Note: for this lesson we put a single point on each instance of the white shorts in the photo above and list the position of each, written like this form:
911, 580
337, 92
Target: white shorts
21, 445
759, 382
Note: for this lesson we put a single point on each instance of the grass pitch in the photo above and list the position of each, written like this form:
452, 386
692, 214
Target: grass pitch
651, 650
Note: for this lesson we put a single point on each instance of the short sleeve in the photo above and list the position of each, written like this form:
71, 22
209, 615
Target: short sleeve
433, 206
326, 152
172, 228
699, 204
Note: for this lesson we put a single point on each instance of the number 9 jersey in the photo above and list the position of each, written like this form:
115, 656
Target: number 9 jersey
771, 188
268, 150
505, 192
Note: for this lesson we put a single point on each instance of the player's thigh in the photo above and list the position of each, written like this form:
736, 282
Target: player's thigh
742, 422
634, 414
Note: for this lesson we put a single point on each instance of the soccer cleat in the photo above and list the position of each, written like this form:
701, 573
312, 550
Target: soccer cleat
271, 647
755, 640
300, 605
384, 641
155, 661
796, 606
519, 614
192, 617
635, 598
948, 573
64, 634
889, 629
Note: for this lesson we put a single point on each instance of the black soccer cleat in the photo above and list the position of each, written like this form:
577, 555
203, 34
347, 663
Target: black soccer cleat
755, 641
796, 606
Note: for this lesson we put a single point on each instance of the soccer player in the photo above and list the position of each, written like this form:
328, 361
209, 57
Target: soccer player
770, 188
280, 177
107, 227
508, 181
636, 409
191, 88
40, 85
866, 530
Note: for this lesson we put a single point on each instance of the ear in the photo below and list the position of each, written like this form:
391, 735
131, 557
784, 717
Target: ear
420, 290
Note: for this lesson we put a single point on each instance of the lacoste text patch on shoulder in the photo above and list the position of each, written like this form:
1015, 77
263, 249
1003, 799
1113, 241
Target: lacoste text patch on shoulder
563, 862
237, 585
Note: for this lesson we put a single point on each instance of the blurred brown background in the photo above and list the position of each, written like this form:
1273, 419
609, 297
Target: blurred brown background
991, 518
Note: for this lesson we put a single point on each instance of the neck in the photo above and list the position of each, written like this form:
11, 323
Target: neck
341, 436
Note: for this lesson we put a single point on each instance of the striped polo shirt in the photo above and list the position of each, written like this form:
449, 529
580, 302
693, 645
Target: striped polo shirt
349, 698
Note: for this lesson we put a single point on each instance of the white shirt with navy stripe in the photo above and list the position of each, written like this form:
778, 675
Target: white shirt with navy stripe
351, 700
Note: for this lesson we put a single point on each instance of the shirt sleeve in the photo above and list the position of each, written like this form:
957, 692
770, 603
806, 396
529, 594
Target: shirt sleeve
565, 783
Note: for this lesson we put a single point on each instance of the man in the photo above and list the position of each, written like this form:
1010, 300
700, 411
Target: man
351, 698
______
Extract every entry above as it appears.

EXERCISE ANSWER →
Note: for this lesson we put a single point on each instance of the white shorts in the photo above and list the position of each, written like this form:
911, 580
337, 92
Target: white shorts
21, 445
759, 382
Note: for this lesson we put a single point on each instance of the grass pitch in the photo above and list the position of each, written like this form:
452, 386
692, 214
Target: grass pitch
651, 650
Note: for this lesson we put a single point on each instance of the short sleeve in the photo above and list the position of each, written like this form:
71, 22
209, 615
Target: short sleeve
433, 206
326, 152
172, 228
699, 204
Note: for this lesson we put a single point on each instance of the number 9 jersey in the photo above and list the position of each, written like this form:
115, 656
Target: number 9 jersey
771, 188
268, 150
505, 192
Note: for this lesson we put a single point on each instance of the player's thigh in the photo above and list the position of each, written like this form:
736, 282
Target: player's thigh
742, 422
634, 414
Note: for this lesson we put a single point on each instance of the soccer cleat in the photo above and list the position of each, written like this form:
701, 573
312, 550
Target: soccer cleat
271, 647
755, 640
300, 605
384, 641
155, 661
796, 606
519, 614
192, 617
635, 598
948, 573
64, 634
889, 629
Note: for this lesson we put a single point on each instance of the black soccer cleat in the photo above and list the position of each, written like this form:
577, 555
203, 34
347, 663
Target: black soccer cleat
755, 641
796, 606
Note: for this lesson we put a single point on each instance of the soccer player in the photo above and list the position of each, written like this form:
328, 361
209, 57
Target: soccer player
770, 188
280, 177
107, 227
508, 181
636, 409
191, 88
40, 85
866, 530
Note: for this lesson we put a single point on each instance of the ear in the photo below and list the position of each, written like this form:
391, 735
131, 557
784, 717
Target: ear
420, 290
Note: for this lesson we put a single point on each instance of the lacoste text patch on shoulder in the photo above and list the position of each, written like this form:
1015, 77
263, 249
1003, 799
1113, 241
Target: lacoste text patch on shoulder
563, 862
237, 585
Note: for this lesson we put a single point on each instance of the blurred brown background in the photo above and list the position of each, written like this form:
1273, 419
609, 297
Target: blurred brown background
991, 518
Note: for this lesson we put a single point on each instance of the neck in the photo above and list the position of each, written like this form:
11, 323
Target: neck
341, 436
Note: for this lesson we put a single point on each instance of the striped polo shirt in the photo above and list the position of each, written like this form:
449, 529
580, 302
693, 645
Target: striped polo shirt
349, 698
Note: for this lesson we put a single point on each instance of the white shirt with navy stripe in the photo above and list the position of each, written like this form:
778, 675
Target: white shirt with navy stripe
351, 700
Note: for this lesson we put a single point on each instance of the shirt sleeve in the photo above and list the position of each, written like this form:
957, 692
770, 603
806, 396
529, 594
Target: shirt sleeve
565, 783
Note: for this lesson we put a single point on each instance of the man in the photo above and list the position of each, written like this form:
1010, 300
700, 411
Target: man
351, 698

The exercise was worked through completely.